Rows =
## BEGIN

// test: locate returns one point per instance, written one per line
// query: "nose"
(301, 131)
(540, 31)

## END
## BEGIN

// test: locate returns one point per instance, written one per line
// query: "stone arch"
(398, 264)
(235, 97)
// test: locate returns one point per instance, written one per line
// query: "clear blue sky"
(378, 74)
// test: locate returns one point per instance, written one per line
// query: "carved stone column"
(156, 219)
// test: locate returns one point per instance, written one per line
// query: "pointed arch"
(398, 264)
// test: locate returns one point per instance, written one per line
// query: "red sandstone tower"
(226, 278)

## END

Work to do = Find each line in the entries above that contains the string "query" and copy it out. Treat uppercase and lowercase as different.

Task result =
// query: "nose"
// query: "stone arch"
// query: "clear blue sky"
// query: "carved stone column"
// query: "pointed arch"
// query: "red sandstone tower"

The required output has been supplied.